*** Data to use ***
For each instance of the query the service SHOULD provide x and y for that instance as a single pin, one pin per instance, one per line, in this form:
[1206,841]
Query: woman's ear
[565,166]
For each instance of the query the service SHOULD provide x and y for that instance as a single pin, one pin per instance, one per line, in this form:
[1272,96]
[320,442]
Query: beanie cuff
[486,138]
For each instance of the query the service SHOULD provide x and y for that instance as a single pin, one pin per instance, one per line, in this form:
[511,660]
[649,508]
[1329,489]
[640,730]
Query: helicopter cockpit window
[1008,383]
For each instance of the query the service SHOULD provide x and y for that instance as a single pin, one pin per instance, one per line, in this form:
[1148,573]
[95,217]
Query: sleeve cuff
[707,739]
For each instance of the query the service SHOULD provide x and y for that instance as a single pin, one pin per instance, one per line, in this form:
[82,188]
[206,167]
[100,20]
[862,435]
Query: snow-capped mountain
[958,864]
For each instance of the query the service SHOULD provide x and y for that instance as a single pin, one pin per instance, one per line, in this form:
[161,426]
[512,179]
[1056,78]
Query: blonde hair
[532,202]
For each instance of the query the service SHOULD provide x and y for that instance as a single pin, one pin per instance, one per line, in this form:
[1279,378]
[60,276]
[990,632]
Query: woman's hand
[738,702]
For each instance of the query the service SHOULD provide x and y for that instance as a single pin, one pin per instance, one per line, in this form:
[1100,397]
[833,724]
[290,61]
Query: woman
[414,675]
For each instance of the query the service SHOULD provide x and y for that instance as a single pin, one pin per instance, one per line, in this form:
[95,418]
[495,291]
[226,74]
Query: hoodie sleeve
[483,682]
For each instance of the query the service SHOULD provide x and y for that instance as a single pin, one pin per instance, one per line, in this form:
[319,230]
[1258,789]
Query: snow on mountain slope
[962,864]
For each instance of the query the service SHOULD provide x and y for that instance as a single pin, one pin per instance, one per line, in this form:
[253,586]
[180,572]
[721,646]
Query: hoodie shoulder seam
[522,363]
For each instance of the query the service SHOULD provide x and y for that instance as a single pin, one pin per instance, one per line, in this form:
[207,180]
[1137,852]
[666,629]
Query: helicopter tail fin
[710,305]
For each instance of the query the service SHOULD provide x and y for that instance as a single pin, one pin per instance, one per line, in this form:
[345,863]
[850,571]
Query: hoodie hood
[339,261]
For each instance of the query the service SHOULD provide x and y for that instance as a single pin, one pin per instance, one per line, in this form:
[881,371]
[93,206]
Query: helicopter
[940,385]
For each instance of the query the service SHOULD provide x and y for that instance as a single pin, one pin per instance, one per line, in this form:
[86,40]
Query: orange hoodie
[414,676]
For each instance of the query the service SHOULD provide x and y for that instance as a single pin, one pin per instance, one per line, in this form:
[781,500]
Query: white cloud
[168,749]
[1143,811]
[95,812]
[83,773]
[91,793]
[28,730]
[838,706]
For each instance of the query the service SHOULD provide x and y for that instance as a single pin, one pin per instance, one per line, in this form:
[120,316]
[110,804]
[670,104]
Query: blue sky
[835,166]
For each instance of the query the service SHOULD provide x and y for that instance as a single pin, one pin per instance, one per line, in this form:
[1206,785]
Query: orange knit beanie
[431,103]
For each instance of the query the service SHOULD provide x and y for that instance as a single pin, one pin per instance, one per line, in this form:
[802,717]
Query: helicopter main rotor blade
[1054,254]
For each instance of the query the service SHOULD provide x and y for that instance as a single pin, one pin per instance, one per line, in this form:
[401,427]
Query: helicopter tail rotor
*** End of Data to use ***
◆ Task objective ◆
Word for word, output the records that appear above.

◆ Solved problem ◆
For each instance of the query the service SHOULD provide x and y for that instance as a single pin, one pin per instance, one per line, in this form:
[1206,841]
Query: woman's ear
[565,166]
For each instance of the query the service SHOULD provide x and y for that instance as a single pin, one pin per instance, one per line, in this form:
[1272,96]
[320,442]
Query: beanie cuff
[486,138]
For each instance of the query the service SHOULD provide x and y for that instance as a single pin, one pin per instance, one per line, in this form:
[511,660]
[649,508]
[1329,489]
[640,730]
Query: helicopter cockpit window
[1008,383]
For each instance of the query the service SHOULD provide x and y for that instance as a single pin, one pin per instance, one per line, in this form:
[1148,573]
[95,217]
Query: sleeve cuff
[707,739]
For each instance of the query the service SHOULD provide x and y for that instance as a single pin, one pin per instance, one per line, in this form:
[82,188]
[206,167]
[100,20]
[862,435]
Query: snow-capped mountain
[958,864]
For each instance of the query the service SHOULD provide x and y for that instance as a single pin, one pin per instance, one per line, in this form:
[161,426]
[512,179]
[1056,78]
Query: blonde hair
[532,202]
For each instance of the query the service SHOULD provide x and y for that instance as a single pin, one pin per instance, one per line, in this form:
[1279,378]
[60,276]
[990,632]
Query: woman's hand
[738,702]
For each instance of the query the service SHOULD provide x and y for that instance as a single pin, one pin per instance, one per line, in this form:
[1100,397]
[833,724]
[290,61]
Query: woman
[414,675]
For each instance of the query the service SHOULD provide x and y for that instance as a single pin, one pin per instance, one per line, in this form:
[95,418]
[495,291]
[226,74]
Query: hoodie sleeve
[483,682]
For each instance of the query the service SHOULD provide x and y for that instance as a single pin, one pin per instance, one per line, in this form:
[319,230]
[1258,789]
Query: snow on mountain slope
[962,864]
For each instance of the query the service SHOULD provide x and y for that instance as a single pin, one pin per instance, one per line, in this form:
[253,586]
[180,572]
[721,646]
Query: hoodie shoulder seam
[522,363]
For each instance of the query the service SHOULD provide x and y for that instance as a single pin, one pin per instance, one per line, in this form:
[207,180]
[1137,852]
[666,629]
Query: helicopter tail fin
[710,305]
For each instance of the query the service SHOULD provide x and y for that instance as a single pin, one pin per instance, one per line, in this form:
[345,863]
[850,571]
Query: hoodie hood
[339,261]
For each instance of the query the service SHOULD provide x and y for that instance as a single pin, one pin per instance, one per line, in this form:
[881,371]
[93,206]
Query: helicopter
[940,385]
For each instance of the query the service SHOULD provide x and y for that instance as a single pin, one pin per instance, one per line, in this form:
[86,40]
Query: orange hoodie
[414,676]
For each instance of the query the service SHOULD provide x and y for that instance as a single pin, one pin per instance, one per line, in this form:
[781,500]
Query: white cloud
[168,749]
[1143,811]
[95,812]
[83,773]
[91,793]
[28,730]
[838,706]
For each instance of the query the service SHOULD provide x and y for that instance as a single pin, one pin per instance, one per line, in this form:
[120,316]
[110,804]
[670,104]
Query: blue sky
[835,166]
For each instance of the query the service SHOULD provide x and y for that instance as a single pin, one pin per instance, one per line, in this form:
[1206,785]
Query: orange knit beanie
[431,103]
For each instance of the query the service SHOULD provide x and y for that instance as a single pin, one pin per instance, one per line, in this form:
[802,717]
Query: helicopter main rotor blade
[1054,254]
For each instance of the query the service SHOULD provide x and y for that instance as a single pin, one pin per instance, one per line, in this form:
[401,427]
Query: helicopter tail rotor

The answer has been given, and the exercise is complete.